__WHAT YOU SHOULD DO__: Repeat every record below exactly as written.

__RAW DATA__:
━━━━

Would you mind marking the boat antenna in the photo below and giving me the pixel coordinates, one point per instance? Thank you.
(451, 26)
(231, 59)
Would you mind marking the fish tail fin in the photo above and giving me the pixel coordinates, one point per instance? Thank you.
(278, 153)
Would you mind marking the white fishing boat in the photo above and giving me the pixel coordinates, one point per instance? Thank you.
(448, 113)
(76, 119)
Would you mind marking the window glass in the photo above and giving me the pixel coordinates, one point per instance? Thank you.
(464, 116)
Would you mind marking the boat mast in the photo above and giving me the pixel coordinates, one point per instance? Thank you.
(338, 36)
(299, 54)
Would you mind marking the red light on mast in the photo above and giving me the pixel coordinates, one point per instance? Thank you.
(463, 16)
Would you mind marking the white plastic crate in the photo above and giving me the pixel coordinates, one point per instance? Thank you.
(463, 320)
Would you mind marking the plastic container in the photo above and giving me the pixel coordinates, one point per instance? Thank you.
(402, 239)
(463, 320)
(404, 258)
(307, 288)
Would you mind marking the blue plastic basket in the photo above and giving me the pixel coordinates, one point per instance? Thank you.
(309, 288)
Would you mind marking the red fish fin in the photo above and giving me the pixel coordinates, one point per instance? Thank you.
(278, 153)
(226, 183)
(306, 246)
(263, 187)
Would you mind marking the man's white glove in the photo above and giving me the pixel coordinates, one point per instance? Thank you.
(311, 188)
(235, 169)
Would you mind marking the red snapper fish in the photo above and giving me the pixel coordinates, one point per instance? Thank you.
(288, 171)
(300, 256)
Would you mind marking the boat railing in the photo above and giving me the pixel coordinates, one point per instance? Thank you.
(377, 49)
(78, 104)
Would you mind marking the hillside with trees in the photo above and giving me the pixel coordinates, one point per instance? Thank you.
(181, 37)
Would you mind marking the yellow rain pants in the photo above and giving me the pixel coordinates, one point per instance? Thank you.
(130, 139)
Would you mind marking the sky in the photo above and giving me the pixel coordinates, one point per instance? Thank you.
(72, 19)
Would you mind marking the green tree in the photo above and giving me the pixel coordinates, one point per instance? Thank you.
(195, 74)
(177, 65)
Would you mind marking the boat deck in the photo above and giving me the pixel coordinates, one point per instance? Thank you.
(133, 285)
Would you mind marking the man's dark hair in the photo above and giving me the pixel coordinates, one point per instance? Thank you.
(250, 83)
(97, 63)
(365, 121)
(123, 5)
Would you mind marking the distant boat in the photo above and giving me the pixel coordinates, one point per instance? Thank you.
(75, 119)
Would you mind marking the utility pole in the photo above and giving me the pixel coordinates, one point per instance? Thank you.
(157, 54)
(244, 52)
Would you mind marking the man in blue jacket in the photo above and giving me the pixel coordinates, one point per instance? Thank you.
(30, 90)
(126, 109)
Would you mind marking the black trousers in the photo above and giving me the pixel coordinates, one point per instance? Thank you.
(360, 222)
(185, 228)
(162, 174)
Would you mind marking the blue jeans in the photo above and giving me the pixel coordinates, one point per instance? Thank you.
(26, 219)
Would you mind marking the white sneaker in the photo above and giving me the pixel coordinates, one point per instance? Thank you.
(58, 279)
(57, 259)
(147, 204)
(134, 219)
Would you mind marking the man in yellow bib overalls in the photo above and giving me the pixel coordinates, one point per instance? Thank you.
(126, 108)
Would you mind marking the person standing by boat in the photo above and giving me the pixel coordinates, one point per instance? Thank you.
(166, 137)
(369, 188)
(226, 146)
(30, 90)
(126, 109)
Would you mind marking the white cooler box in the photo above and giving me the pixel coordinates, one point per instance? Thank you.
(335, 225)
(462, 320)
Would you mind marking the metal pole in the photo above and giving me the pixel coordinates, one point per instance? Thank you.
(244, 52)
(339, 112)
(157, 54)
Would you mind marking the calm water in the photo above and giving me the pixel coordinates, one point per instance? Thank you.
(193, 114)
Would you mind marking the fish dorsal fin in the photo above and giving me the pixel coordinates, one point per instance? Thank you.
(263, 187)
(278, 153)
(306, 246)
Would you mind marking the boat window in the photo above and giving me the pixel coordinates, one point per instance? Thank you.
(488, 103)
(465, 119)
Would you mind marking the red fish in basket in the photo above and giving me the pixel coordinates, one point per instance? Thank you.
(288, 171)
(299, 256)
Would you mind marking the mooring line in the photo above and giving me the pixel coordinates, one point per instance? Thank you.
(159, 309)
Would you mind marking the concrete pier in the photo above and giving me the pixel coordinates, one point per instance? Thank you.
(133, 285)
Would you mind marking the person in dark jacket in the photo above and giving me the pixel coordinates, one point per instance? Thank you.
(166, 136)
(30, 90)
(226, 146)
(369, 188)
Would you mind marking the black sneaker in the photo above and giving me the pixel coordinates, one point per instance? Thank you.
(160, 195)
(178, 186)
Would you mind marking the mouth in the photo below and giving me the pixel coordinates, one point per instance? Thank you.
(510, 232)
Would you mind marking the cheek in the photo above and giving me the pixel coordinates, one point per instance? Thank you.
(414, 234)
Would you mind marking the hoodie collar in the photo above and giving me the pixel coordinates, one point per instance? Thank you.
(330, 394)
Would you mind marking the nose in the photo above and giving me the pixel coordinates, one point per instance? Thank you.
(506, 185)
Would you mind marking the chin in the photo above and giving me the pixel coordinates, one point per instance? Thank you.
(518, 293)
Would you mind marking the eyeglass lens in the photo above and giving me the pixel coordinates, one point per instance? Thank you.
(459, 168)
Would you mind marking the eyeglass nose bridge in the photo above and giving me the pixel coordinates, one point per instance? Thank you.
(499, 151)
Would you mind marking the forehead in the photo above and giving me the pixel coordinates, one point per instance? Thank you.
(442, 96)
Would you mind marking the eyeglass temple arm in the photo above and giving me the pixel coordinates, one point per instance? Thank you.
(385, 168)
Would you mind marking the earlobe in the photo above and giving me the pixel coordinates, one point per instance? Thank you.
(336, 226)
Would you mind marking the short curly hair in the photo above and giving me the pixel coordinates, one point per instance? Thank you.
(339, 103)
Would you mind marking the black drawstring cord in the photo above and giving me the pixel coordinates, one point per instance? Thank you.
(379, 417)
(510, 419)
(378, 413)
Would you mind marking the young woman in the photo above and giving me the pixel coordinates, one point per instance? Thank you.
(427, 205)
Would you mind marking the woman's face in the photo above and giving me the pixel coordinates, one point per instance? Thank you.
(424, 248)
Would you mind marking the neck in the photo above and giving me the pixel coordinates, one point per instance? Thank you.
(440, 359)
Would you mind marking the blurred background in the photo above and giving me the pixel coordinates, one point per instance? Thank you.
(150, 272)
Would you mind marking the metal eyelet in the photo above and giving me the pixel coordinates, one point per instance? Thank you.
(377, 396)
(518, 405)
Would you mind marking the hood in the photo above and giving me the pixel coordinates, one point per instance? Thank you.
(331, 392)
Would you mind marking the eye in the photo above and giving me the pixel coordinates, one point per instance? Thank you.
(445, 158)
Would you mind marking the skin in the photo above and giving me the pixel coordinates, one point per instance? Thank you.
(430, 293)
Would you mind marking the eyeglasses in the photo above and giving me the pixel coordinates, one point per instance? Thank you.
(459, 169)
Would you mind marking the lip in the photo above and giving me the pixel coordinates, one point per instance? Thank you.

━━━━

__FULL SOLUTION__:
Would you mind marking the boat antenna in the photo below and giving me the pixel coordinates, one point per instance? Thank you.
(451, 26)
(231, 59)
Would you mind marking the fish tail fin in the photo above and giving me the pixel coordinates, one point per instance? Thank you.
(278, 153)
Would you mind marking the white fishing boat in the photo above and giving me the pixel coordinates, one point per instance? Thank you.
(448, 113)
(76, 119)
Would you mind marking the window glass in the photo above and giving me the pixel coordinates, one point per instance? Thank you.
(464, 116)
Would you mind marking the boat mast in the photo above and giving me the pixel coordinates, one point per instance? Thank you.
(338, 36)
(299, 54)
Would you mind marking the red light on mast in the photo above and giving me the pixel coordinates, one point per instance? Thank you.
(463, 16)
Would you mind marking the white plastic crate in the photo above and giving me the pixel coordinates, one point per instance? Thank you.
(463, 320)
Would you mind marking the plastic container in the photo above and giving me the pixel coordinates, one point per instance? Thank you.
(402, 239)
(463, 320)
(404, 258)
(307, 288)
Would you mind marking the blue plastic basket in the photo above and giving me the pixel coordinates, one point per instance? Thank you.
(309, 288)
Would you mind marking the red fish fin in the photo above and giving me the pixel coordinates, one point per instance? Thank you.
(278, 153)
(226, 183)
(306, 246)
(263, 187)
Would you mind marking the man's white glove in the photo above and giving me the pixel coordinates, one point per instance? Thank you.
(311, 188)
(235, 169)
Would you mind marking the red snapper fish in the photo above and giving me the pixel coordinates, one point per instance? Thank you.
(288, 171)
(300, 256)
Would you mind marking the boat railing in the photo above and giving me the pixel coordinates, one point per instance? Thank you.
(377, 49)
(78, 104)
Would you mind marking the hillside with trees in the photo above and giving me the pixel coordinates, one point per instance? Thank you.
(181, 37)
Would you mind marking the yellow rain pants in the photo above and giving me the pixel coordinates, one point per instance? Thank you.
(130, 139)
Would you mind marking the sky in the photo above and giving me the pixel coordinates, one point per instance? Thank you.
(72, 19)
Would you mind marking the green tree in the photo above and giving me the pixel coordinates, one point per instance? Thank you.
(195, 74)
(177, 65)
Would you mind marking the boat deck in the photo above and giving me the pixel coordinates, one point per instance? Thank you.
(133, 285)
Would you mind marking the man's dark hair in the photo above and giving me the pixel coordinates, one point per instance? Thank you.
(250, 83)
(97, 63)
(365, 121)
(123, 5)
Would you mind marking the distant boat in the photo above and giving me the pixel coordinates, one point per instance? Thank you.
(75, 119)
Would you mind marking the utility pole in the photo above and giving me the pixel coordinates, one point per instance? Thank you.
(157, 54)
(244, 52)
Would you mind marking the man in blue jacket in the photo above and giving me the pixel coordinates, one point per instance? Thank you.
(30, 90)
(126, 109)
Would you mind marking the black trousers in the photo above and giving me the pixel coordinates, one point per instance? Thank you.
(360, 222)
(185, 228)
(162, 174)
Would you mind marking the blue jeans in the photo above and giving me the pixel coordinates, one point per instance? Thank you.
(26, 219)
Would you mind marking the white sneaker in the photo above and giving me the pixel coordinates, one point per instance? Thank you.
(58, 279)
(57, 259)
(147, 204)
(134, 219)
Would you mind marking the man in yellow bib overalls in the photo above and giving me the pixel coordinates, one point per instance? Thank you.
(126, 108)
Would you mind marking the person standing by boat in the photo above and giving me the pixel coordinates, one point per instance? Thank you.
(166, 137)
(369, 188)
(226, 146)
(30, 90)
(126, 109)
Would you mind marking the white cooler box in the photo above and giving me the pixel coordinates, one point per instance? Thank you.
(335, 225)
(462, 320)
Would you mind marking the metal pole in the photo above and giving me the pixel coordinates, one point per instance? Thank you.
(244, 52)
(339, 112)
(157, 54)
Would you mind marking the calm water in the photo above and giving me the pixel coordinates, one point per instance? Thank you.
(193, 114)
Would you mind marking the fish dorsal fin in the photo above and giving me the pixel coordinates, one point per instance? Thank you.
(263, 187)
(278, 153)
(306, 246)
Would you mind marking the boat window in the photo above and giving me the pixel coordinates, one point per instance? Thank you.
(488, 103)
(465, 119)
Would you mind marking the red fish in basket in the photo above and giving me the pixel coordinates, one point per instance? Thank you.
(288, 171)
(299, 256)
Would you mind marking the mooring line in the photo above and giving me the pixel coordinates, one point per instance? Thank you.
(159, 309)
Would you mind marking the concrete pier in the photo above and giving me the pixel coordinates, one point per instance? Thank you.
(133, 285)
Would you mind marking the person in dark jacket in the photo above and giving me the pixel coordinates, one point per instance? Thank you.
(166, 136)
(30, 90)
(226, 146)
(369, 188)
Would you mind marking the black sneaker in the photo above and giving me the pixel coordinates, one point per instance? Thank you.
(160, 195)
(178, 186)
Would you mind marking the mouth in the photo below and giving me the pixel coordinates, one point per instance? Thank you.
(510, 232)
Would you mind marking the cheek in the photo above and giving me the pixel coordinates, one point per instance? Thank you.
(414, 234)
Would you mind marking the hoodie collar in the photo above and giving me the pixel coordinates, one point per instance? Thank you.
(330, 394)
Would you mind marking the nose in the photo above and giving me the pixel coordinates, one point per instance? Thank you.
(506, 185)
Would you mind marking the chin in the photo above and giving me the pixel coordinates, one point per instance? Thank you.
(518, 293)
Would you mind marking the eyeglass lens in the photo above and giving me the pixel coordinates, one point per instance? Thank you.
(459, 168)
Would you mind marking the eyeglass nose bridge in the photo above and giving me the pixel coordinates, one point per instance? Thank you.
(499, 151)
Would you mind marking the forehead in the photo above and giving me the pixel coordinates, one point per instance? Thank you.
(442, 96)
Would you mind marking the eyeglass temple arm in the photo above and giving me the pixel coordinates, one point per instance? Thank you.
(385, 168)
Would you mind marking the earlobe in the photo above and giving me the pixel coordinates, one point per instance? Thank you.
(336, 226)
Would you mind marking the short curly hair in the photo above and giving me the pixel coordinates, one point per instance? Thank you.
(339, 103)
Would you mind marking the black drawstring cord in the photo above and giving me the pixel coordinates, one point per instance? Thank you.
(379, 417)
(510, 419)
(378, 413)
Would you mind marking the young woman in the photo above and giving me the pixel coordinates, one point per instance? Thank you.
(427, 205)
Would you mind marking the woman's face in the photo above and giving me the pixel coordinates, one point per instance? Thank you.
(424, 248)
Would you mind marking the neck in the photo above and giving me the pixel coordinates, one point per instance? Thank you.
(440, 359)
Would you mind marking the blurred background in the photo above and giving me the pixel coordinates, one point per instance? Thank you.
(150, 272)
Would you mind marking the metal eyelet in the photo above and giving me the pixel coordinates, one point per instance? Thank you.
(377, 396)
(518, 405)
Would you mind marking the hood in the photo above and giving me the pixel coordinates, one point per instance? Thank you.
(331, 392)
Would you mind marking the eye in the photo above and giving me the pixel coordinates, one point per instance? Thank you.
(445, 158)
Would you mind marking the skin in the photo above and giving me the pixel coordinates, one point per instance? Thank you.
(430, 293)
Would you mind marking the eyeglasses in the photo above and giving me the pixel coordinates, one point per instance? Thank you.
(459, 169)
Would you mind marking the lip in the photo above and giving me the pixel coordinates, one point per instance? Thank you.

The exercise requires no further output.